What the exercise asks:
Where the line with "Where can you spot the lawn" appears below, start writing out lines exactly, and finish with the line with "Where can you spot the metal", which is included; write out nothing else.

─── Data supplied ───

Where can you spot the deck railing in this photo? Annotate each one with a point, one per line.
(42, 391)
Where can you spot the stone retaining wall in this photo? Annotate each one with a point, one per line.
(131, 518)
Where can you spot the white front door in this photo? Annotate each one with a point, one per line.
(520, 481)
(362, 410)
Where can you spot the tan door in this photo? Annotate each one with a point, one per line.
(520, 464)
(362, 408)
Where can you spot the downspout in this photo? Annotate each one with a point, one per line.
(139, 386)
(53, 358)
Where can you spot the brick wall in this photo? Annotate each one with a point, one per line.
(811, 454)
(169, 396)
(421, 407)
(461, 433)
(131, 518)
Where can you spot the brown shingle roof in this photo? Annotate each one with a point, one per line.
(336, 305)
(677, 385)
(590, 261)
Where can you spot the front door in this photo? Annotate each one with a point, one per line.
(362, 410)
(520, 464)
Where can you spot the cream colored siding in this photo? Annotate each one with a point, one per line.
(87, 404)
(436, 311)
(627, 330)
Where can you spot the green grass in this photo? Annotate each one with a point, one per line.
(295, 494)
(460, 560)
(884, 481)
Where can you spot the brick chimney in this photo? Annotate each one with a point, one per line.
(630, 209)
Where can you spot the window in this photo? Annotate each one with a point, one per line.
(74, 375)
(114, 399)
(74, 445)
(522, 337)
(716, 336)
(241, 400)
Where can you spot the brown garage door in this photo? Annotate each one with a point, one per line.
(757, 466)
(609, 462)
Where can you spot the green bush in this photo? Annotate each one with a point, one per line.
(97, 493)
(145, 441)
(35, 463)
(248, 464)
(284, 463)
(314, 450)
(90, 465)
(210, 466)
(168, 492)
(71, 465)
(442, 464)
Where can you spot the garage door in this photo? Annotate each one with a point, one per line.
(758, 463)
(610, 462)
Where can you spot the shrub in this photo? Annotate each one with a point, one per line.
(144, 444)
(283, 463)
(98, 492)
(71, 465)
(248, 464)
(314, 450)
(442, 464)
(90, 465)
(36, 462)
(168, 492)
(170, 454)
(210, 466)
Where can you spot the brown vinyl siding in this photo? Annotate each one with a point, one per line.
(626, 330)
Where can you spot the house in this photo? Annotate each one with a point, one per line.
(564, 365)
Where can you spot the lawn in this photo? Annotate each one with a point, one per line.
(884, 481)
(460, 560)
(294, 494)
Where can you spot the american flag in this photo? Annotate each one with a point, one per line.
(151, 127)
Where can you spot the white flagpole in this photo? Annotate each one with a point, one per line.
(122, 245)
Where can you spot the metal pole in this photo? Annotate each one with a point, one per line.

───
─── Data supplied ───

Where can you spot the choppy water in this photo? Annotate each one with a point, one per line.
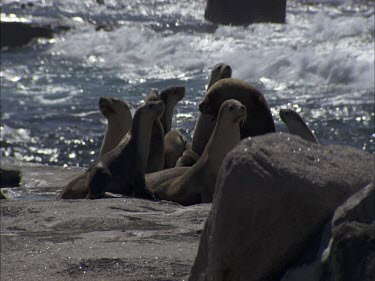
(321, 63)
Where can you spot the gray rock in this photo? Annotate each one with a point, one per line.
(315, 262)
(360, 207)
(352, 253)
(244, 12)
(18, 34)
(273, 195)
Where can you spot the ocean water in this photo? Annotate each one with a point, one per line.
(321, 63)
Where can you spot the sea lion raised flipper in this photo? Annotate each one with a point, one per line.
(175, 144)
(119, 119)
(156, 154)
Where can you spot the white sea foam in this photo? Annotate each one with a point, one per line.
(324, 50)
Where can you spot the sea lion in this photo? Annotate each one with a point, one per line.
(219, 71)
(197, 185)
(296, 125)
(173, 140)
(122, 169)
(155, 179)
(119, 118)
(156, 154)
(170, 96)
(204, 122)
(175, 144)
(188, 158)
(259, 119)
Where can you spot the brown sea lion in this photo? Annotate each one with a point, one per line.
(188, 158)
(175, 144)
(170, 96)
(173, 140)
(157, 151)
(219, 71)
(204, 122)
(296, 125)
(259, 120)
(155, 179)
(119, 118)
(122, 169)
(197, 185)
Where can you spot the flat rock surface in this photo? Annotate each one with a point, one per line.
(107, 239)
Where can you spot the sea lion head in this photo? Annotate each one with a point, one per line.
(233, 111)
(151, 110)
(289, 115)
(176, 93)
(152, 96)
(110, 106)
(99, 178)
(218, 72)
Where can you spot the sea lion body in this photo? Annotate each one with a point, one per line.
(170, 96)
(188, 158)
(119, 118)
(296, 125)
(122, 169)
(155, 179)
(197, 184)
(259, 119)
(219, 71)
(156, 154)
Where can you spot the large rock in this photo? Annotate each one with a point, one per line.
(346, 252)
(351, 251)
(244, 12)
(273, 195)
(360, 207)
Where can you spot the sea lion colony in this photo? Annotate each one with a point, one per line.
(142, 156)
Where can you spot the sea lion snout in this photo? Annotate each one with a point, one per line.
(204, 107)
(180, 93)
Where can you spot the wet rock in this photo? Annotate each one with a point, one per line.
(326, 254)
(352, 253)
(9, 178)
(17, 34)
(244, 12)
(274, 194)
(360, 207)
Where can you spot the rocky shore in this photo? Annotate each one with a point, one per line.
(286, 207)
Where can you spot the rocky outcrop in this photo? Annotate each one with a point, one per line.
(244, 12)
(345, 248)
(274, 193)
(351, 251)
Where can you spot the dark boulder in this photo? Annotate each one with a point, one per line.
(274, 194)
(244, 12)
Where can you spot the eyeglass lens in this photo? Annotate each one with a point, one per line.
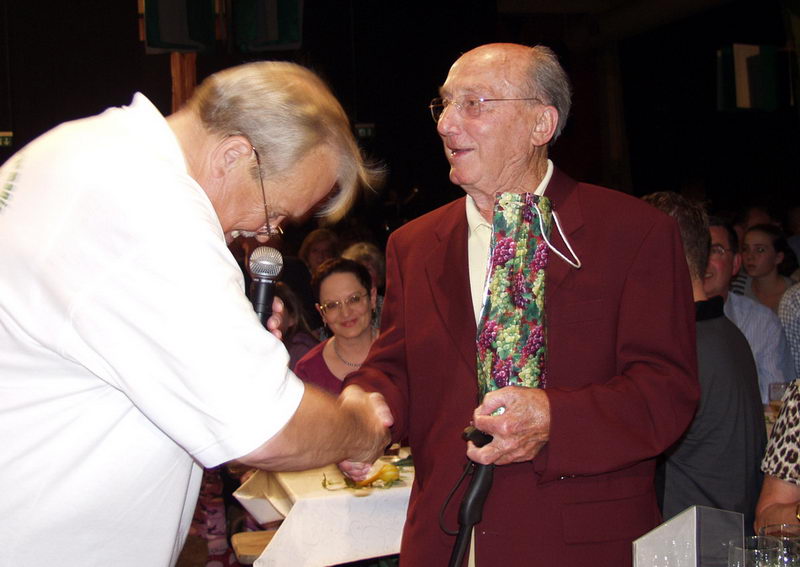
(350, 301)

───
─── Data supplied ───

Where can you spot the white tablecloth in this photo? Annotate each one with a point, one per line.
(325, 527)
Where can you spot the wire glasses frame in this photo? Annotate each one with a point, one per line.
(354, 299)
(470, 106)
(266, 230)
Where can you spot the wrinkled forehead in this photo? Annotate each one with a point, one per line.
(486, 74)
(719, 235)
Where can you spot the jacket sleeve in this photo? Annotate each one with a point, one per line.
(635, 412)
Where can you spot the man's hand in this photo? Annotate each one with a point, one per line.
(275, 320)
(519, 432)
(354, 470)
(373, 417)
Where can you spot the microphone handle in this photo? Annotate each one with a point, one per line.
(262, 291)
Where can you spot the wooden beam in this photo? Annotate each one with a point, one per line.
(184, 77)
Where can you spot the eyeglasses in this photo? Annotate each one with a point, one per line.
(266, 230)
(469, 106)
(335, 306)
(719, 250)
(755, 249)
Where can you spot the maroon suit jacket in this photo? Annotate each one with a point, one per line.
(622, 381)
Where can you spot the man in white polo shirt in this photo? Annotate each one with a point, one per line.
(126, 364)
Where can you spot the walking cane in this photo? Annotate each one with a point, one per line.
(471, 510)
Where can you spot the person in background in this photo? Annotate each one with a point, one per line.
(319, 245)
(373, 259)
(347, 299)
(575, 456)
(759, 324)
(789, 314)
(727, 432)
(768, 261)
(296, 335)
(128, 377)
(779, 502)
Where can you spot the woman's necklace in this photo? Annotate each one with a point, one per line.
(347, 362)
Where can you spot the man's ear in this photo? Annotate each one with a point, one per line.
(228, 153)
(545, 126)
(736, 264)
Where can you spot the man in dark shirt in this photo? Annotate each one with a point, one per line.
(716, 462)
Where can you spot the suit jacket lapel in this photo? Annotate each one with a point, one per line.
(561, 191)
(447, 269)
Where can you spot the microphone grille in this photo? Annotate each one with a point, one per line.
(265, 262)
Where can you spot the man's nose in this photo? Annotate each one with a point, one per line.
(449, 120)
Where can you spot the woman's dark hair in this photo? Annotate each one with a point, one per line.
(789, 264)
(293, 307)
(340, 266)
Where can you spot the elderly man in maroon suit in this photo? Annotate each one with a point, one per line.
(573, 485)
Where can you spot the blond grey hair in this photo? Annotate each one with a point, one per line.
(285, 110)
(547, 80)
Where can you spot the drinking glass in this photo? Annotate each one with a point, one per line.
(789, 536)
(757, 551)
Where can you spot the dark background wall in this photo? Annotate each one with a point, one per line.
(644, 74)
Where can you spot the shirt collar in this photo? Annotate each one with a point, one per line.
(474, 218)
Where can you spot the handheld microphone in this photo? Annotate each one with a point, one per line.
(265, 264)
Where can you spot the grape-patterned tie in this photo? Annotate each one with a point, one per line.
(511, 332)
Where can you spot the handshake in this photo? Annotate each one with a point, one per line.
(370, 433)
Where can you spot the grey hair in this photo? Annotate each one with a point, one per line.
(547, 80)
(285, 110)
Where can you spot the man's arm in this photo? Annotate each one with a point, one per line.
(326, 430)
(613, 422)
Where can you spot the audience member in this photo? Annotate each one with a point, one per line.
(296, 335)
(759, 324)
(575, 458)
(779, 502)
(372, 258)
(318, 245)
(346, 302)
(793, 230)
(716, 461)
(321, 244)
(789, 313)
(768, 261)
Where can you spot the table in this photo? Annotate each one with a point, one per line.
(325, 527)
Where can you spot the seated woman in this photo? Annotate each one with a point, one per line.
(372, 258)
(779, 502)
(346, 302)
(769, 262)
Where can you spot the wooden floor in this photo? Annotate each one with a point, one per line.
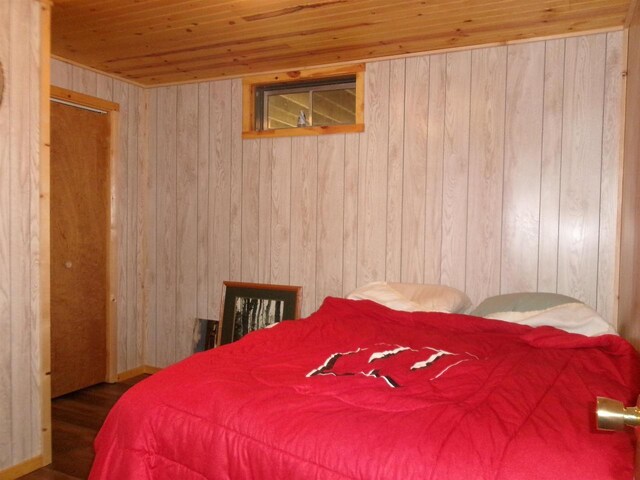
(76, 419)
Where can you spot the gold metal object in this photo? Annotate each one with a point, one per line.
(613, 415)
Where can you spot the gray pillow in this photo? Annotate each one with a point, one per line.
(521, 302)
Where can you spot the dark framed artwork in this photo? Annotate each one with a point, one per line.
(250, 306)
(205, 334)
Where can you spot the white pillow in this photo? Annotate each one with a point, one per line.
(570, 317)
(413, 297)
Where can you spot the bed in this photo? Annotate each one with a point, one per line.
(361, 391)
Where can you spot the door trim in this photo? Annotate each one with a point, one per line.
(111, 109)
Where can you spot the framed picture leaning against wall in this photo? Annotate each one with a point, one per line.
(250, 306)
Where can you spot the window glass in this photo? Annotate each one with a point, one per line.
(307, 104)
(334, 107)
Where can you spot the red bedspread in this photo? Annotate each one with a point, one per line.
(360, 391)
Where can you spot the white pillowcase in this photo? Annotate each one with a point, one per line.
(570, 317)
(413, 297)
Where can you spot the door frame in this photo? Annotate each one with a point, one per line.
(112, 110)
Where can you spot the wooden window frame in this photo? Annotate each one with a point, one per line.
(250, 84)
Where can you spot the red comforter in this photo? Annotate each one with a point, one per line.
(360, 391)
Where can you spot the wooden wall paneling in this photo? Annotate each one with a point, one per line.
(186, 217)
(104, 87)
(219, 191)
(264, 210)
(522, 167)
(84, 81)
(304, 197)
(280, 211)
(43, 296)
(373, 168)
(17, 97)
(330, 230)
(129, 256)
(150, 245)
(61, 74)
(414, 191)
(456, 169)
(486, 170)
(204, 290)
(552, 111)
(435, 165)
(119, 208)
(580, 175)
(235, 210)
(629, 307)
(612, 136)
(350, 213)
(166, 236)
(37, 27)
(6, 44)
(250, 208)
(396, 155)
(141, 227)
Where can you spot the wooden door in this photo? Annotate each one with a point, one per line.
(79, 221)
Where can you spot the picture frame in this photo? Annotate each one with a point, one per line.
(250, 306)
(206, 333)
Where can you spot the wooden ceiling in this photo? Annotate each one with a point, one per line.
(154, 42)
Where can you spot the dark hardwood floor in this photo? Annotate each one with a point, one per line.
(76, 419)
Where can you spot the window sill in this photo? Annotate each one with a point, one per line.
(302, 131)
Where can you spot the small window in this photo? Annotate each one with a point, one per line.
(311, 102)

───

Output:
Where can you spot the lawn in this photo? Annotate each one with a point, one per line.
(884, 481)
(460, 560)
(294, 494)
Where can you spot the american flag in this photo? Annotate each one with a point, one per line.
(151, 127)
Where can you spot the white flagpole in this photo? Annotate each one with a point, one per line.
(122, 245)
Where can you spot the metal pole in this photo? Annotate each one with a point, one per line.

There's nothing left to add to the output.